Revise the records from the start up to and including the line with "541 541 L 565" so that "brown blurred foliage" becomes "dark green shrubbery" and nothing else changes. Leave out the pictures.

(Image boundary labeling records)
- - - -

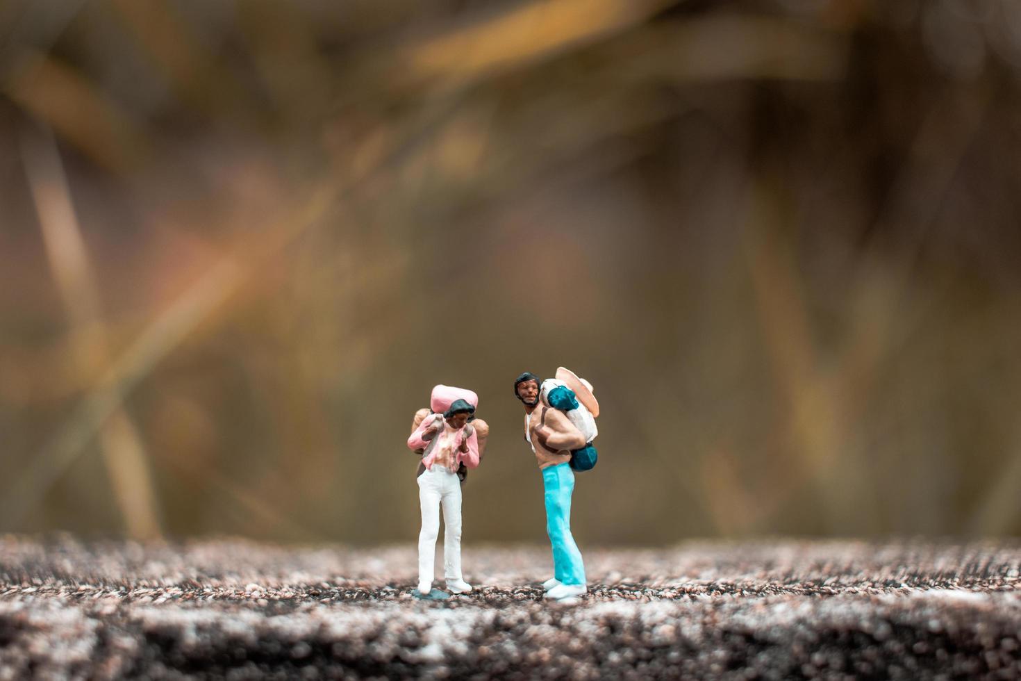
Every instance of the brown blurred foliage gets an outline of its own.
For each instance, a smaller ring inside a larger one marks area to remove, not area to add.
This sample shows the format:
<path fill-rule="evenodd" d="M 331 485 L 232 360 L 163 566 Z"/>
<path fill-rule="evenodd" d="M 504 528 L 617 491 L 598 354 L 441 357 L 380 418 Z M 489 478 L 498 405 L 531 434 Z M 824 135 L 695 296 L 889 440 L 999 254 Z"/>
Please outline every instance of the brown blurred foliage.
<path fill-rule="evenodd" d="M 541 541 L 565 364 L 583 544 L 1017 534 L 1019 78 L 1014 0 L 8 0 L 0 531 L 408 540 L 447 383 Z"/>

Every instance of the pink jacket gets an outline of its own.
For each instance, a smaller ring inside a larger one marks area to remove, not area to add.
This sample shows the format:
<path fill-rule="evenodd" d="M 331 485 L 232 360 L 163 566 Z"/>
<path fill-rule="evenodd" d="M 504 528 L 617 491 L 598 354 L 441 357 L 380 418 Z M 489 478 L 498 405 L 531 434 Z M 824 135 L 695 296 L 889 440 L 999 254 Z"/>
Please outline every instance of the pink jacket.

- - - -

Exercise answer
Every instance of the dark green shrubbery gets an outline of its own.
For each instance, a smaller ring inside a larger one marks area to remove, not area to add.
This sample shows the format:
<path fill-rule="evenodd" d="M 331 485 L 232 360 L 163 566 Z"/>
<path fill-rule="evenodd" d="M 504 528 L 617 491 L 598 354 L 441 357 L 380 418 Z M 489 478 L 498 405 L 531 434 Z M 824 135 L 695 296 L 889 440 L 999 254 Z"/>
Please outline every instance of the dark green shrubbery.
<path fill-rule="evenodd" d="M 541 541 L 565 364 L 583 544 L 1017 534 L 1019 78 L 1014 0 L 8 0 L 0 531 L 408 540 L 447 383 Z"/>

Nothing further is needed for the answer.